Check each line of the listing below for "blue" and state how many lines contain it, with no other words.

## Source data
···
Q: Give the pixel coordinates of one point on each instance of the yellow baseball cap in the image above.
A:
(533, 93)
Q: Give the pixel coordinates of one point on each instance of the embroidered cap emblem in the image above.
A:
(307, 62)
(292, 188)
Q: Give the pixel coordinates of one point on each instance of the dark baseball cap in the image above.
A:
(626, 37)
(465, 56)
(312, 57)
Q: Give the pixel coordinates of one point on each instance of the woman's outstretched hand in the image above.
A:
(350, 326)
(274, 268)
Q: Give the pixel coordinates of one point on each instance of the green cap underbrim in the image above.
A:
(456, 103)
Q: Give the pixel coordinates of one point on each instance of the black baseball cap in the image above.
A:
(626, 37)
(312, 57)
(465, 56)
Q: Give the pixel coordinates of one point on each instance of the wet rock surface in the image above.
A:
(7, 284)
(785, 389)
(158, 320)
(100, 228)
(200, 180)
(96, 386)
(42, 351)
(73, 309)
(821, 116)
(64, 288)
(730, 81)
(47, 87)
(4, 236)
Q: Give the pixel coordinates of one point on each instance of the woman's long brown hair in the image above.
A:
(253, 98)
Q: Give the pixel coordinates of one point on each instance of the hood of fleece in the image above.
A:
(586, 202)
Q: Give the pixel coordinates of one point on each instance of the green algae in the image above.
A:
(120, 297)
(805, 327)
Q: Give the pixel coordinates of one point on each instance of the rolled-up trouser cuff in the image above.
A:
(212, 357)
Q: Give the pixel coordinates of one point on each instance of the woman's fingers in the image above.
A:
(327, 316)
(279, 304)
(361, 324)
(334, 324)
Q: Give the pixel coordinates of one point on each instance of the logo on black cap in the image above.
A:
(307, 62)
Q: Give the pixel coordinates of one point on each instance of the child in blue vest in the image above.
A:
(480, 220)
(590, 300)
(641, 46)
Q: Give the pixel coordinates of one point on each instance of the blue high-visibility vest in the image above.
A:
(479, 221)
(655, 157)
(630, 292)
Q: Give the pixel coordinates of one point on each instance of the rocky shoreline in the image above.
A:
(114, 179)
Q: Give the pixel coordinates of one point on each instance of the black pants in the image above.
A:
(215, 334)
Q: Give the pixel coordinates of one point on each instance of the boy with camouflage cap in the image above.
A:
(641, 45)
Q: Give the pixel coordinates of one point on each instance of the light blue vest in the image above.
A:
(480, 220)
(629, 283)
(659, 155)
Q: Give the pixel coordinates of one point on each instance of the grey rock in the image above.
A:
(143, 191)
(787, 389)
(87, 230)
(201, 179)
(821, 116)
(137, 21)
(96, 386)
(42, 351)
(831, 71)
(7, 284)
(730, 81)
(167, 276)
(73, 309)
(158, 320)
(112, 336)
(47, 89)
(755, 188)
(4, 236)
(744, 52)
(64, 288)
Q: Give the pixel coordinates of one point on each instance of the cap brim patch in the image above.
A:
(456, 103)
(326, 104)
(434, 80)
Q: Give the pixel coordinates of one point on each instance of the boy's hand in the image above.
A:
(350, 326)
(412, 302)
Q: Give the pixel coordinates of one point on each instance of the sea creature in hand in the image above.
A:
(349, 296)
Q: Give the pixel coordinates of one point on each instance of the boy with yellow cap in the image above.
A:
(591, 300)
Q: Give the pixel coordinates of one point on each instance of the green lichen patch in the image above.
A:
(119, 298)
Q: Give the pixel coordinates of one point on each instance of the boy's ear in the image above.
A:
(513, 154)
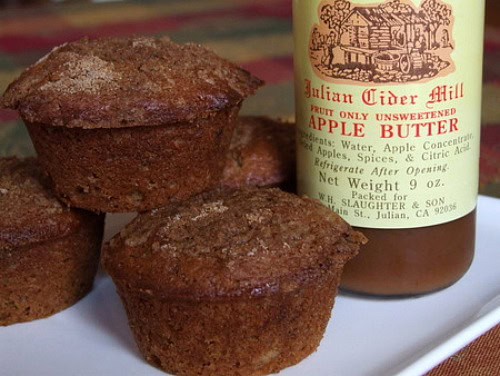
···
## Worked solution
3